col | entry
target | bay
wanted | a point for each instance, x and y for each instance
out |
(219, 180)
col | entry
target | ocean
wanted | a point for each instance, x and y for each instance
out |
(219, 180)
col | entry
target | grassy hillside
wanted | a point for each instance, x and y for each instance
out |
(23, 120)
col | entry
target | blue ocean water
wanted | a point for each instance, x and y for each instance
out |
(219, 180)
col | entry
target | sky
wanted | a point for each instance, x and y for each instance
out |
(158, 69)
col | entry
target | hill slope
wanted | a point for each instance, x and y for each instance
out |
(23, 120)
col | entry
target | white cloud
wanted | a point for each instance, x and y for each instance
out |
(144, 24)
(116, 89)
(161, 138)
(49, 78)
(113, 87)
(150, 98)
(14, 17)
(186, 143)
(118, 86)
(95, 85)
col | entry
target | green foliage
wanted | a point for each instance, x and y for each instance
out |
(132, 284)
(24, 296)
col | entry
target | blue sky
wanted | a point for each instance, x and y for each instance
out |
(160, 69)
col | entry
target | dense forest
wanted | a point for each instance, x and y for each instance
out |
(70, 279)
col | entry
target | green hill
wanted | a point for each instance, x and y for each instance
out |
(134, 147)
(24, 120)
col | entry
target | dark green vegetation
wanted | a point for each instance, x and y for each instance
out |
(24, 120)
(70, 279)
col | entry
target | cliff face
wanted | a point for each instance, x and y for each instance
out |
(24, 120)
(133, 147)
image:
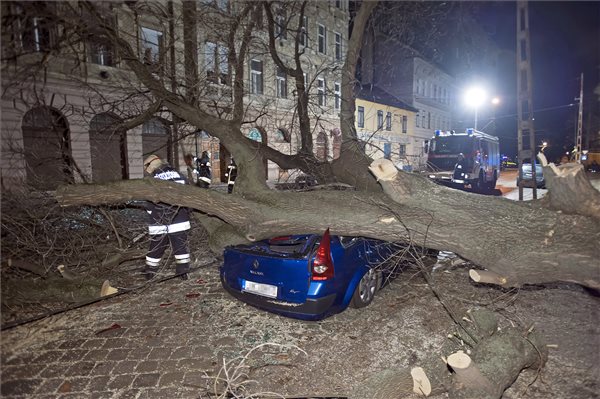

··········

■ What is being asked ■
Search the entries above for the string "blue". Copy each line that holds it.

■ Result for this task ■
target | blue ocean water
target | blue sky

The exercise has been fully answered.